* Start DATA RECORDS *
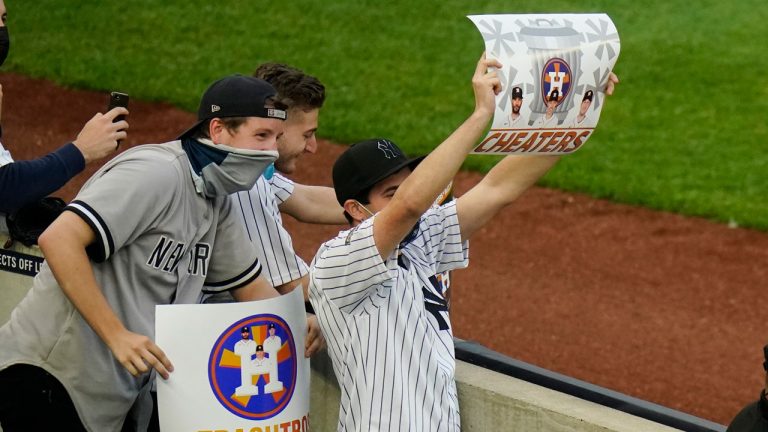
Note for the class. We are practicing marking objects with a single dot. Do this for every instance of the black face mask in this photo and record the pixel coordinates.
(5, 44)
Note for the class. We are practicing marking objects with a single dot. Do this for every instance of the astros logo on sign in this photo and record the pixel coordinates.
(252, 367)
(556, 75)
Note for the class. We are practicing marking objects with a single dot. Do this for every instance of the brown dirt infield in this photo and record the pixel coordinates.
* End DATA RECORDS *
• [SET EXERCISE]:
Reproduce every row above verbatim, one line per row, and omit the picture from your output.

• [THE RESULT]:
Note for the class. We are practicing marking objects with a single dot. Do this for every instance of the black face mask in this photo and record the pixel coordinates.
(5, 44)
Note for the class. We are practicing marking objects with a single dot. Do this for every instance of the astros logo on sign in this photo and record the pixel coordinates.
(252, 367)
(556, 75)
Note for the class. We are practicing marking objects with a single dot. Do this for every instance of the brown dirt infield in this photo and record the pixel coordinates.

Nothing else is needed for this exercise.